=== What the task requires ===
Report every line of the items that holds the string "ground", copying each line in full. Case counts.

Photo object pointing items
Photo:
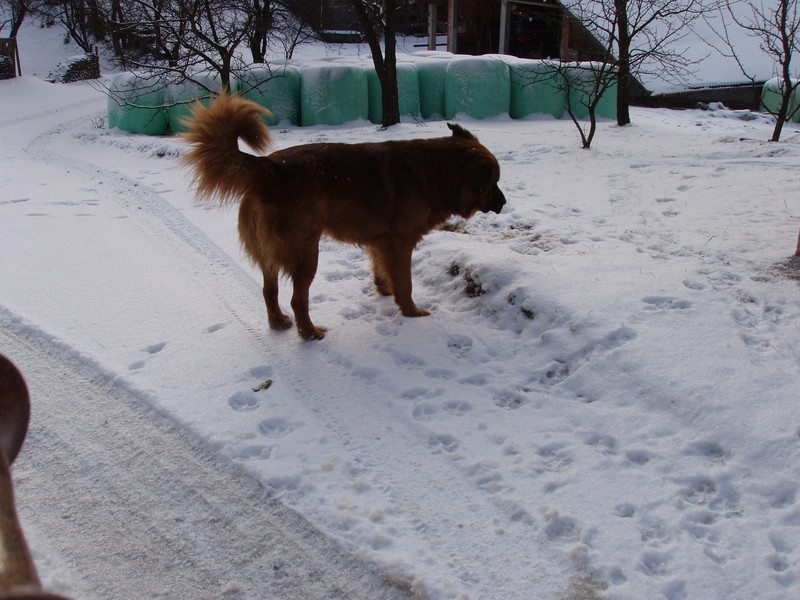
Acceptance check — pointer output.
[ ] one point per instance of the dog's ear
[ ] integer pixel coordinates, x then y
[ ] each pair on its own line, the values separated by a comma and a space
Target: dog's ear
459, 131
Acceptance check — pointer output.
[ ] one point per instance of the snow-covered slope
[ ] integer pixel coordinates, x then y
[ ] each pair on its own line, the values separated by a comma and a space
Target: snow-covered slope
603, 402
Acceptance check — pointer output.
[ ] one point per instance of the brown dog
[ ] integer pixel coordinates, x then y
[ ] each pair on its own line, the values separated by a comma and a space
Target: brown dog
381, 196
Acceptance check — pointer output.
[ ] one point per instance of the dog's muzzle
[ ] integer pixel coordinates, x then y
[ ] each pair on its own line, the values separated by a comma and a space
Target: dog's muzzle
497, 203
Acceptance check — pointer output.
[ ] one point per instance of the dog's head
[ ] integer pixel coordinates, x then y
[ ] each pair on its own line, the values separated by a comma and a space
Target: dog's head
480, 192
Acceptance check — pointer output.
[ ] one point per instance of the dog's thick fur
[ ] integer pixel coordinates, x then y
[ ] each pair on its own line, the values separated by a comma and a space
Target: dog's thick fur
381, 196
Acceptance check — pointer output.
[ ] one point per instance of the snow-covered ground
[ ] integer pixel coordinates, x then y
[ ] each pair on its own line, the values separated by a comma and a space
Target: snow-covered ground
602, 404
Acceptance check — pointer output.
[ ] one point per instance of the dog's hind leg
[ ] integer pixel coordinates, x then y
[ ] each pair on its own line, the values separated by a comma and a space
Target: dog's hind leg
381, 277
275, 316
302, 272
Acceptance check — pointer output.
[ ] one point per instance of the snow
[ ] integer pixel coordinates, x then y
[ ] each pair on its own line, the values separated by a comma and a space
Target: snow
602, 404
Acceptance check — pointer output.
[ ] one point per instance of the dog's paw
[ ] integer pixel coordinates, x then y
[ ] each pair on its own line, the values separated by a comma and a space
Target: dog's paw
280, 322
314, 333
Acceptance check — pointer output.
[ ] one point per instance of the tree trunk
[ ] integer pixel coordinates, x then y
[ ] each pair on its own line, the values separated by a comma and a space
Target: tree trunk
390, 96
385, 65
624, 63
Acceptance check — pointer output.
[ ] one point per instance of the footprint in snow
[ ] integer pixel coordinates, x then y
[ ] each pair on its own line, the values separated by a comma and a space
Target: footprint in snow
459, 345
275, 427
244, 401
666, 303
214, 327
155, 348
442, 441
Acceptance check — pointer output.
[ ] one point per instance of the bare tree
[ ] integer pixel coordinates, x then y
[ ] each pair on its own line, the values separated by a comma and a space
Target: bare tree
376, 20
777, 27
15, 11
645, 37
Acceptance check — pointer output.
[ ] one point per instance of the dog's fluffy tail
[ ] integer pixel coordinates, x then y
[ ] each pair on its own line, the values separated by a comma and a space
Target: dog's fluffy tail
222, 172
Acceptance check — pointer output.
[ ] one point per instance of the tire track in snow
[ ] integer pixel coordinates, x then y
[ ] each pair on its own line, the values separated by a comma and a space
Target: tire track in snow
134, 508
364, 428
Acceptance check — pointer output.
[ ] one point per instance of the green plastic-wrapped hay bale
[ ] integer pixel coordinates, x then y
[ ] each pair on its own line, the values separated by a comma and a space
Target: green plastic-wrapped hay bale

=== Finished task ===
[ ] one point per instance of the snow-covered ground
Target: snow-covered ground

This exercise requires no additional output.